◆ Entries on locating named items
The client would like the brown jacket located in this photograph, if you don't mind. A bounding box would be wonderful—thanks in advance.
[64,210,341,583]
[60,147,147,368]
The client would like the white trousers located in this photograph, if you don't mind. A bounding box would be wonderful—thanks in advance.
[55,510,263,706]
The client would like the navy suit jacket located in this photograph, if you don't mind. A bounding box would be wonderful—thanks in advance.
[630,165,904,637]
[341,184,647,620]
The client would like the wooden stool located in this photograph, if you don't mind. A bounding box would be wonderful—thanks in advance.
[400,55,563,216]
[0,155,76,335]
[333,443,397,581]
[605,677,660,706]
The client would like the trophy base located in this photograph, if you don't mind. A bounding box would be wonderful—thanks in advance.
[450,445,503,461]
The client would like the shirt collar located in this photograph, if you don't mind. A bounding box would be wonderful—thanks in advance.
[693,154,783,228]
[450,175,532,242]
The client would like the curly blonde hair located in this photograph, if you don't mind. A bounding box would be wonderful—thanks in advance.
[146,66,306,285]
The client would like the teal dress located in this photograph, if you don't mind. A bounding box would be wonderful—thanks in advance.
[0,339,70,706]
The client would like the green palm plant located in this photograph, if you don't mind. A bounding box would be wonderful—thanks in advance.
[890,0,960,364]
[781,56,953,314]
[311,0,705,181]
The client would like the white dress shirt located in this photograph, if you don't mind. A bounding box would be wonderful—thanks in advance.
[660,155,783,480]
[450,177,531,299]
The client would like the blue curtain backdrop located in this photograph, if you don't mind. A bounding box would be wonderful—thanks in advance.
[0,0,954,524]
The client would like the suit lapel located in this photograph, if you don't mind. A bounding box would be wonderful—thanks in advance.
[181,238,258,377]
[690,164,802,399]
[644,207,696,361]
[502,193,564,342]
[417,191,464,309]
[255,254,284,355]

◆ Aim of the exercise
Please pull out every line of the listing above that contains the word "jacket", copying each one in full.

◆ Full answer
The client would like the brown jacket located in this photograph, if you don't mind. A bounding box would be wonderful—thanks in advance.
The client would like the navy suit jacket located in this photograph, if you don't mind. A bounding box would be wonderful—thanks in advance.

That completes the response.